Text section Start Marker

On-line version ISSN 1996-7489
Print version ISSN 0038-2353

S. Afr. j. sci. vol.118 n.11-12 Pretoria Nov./Dec. 2022

http://dx.doi.org/10.17159/sajs.2022/15045 

BOOK REVIEW

 

Not afraid to tackle most of the big problems in biology in one book

 

 

Wieland Gevers

Emeritus Professor of Medical Biochemistry, University of Cape Town, Cape Town, South Africa. Email: wieland.gevers@uct.ac.za

 

 

 

Book Title: Transformer: The deep chemistry of life and death
Author: Nick Lane
ISBN: 9781788160544 (hardback, 400 pp; GBP25); 9781782834502 (ebook; GBP21); 9781782839989 (audiobook; GBP20)
Publisher: Profile Books, London, UK
Published: 2022

 

 

It is a truism that the British genius is their wondrous way with words. From Chaucer and Shakespeare, they have led most of the other nations, even the French, in developing and spreading their language which has now become the world's primary intellectual commonspeak. Now we have an English author who is not (yet) a big name in biological science but has written yet another bold and clear book about nothing less than, inter alia, the origin of life, biological energy generation and utilisation, the emergence of species, ageing, cancer and consciousness. And his well-chosen words are worth noting carefully, because the author is very active and well published in many of the fields he covers, is an avid and perceptive reader of the literature, and is clearly a superb teacher, research innovator and communicator.

Text section End Marker

__Exercises__
A - In the book review, which publisher put out the book?
B - Retype the part of the book review that opens with the words containing "It is a truism" and closes with "innovator and communicator.".
The records come from a separate source, not from the book review.

Listed records Start Marker

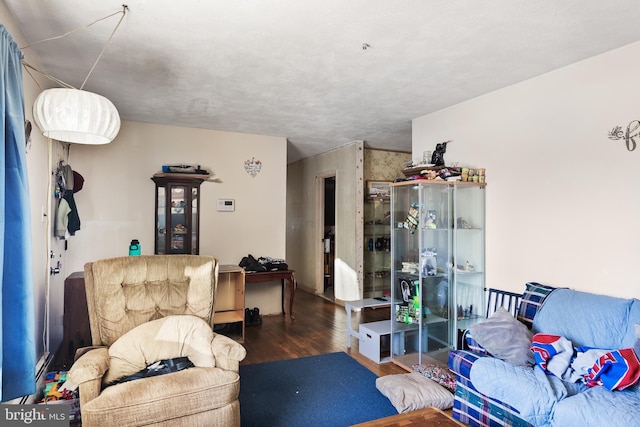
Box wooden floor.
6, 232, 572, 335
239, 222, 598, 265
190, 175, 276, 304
241, 290, 458, 422
242, 290, 407, 376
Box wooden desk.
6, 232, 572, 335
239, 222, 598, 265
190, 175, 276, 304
244, 270, 296, 320
354, 407, 464, 427
54, 271, 91, 370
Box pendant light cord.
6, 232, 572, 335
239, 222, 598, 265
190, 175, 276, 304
20, 4, 129, 90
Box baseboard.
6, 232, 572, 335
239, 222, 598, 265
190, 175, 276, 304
6, 353, 53, 405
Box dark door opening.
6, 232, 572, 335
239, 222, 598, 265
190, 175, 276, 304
323, 176, 336, 301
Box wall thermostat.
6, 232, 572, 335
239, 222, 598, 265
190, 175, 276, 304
218, 199, 236, 212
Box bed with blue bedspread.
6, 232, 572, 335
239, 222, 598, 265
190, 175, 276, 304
449, 282, 640, 427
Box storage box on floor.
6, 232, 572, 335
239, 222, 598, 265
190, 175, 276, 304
36, 371, 81, 423
359, 320, 427, 363
359, 320, 391, 363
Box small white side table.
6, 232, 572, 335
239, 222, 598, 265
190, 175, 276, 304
344, 298, 391, 348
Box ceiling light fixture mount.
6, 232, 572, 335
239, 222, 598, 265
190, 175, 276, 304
23, 4, 129, 145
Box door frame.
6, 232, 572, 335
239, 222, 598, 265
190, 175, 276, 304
314, 170, 338, 295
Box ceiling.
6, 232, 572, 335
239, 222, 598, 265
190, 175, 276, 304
4, 0, 640, 162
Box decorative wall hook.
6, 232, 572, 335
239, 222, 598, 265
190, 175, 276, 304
608, 120, 640, 151
244, 157, 262, 178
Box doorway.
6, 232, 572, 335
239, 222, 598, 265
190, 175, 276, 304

Listed records End Marker

__Your written answers__
A - Profile Books, London, UK

B -
It is a truism that the British genius is their wondrous way with words. From Chaucer and Shakespeare, they have led most of the other nations, even the French, in developing and spreading their language which has now become the world's primary intellectual commonspeak. Now we have an English author who is not (yet) a big name in biological science but has written yet another bold and clear book about nothing less than, inter alia, the origin of life, biological energy generation and utilisation, the emergence of species, ageing, cancer and consciousness. And his well-chosen words are worth noting carefully, because the author is very active and well published in many of the fields he covers, is an avid and perceptive reader of the literature, and is clearly a superb teacher, research innovator and communicator.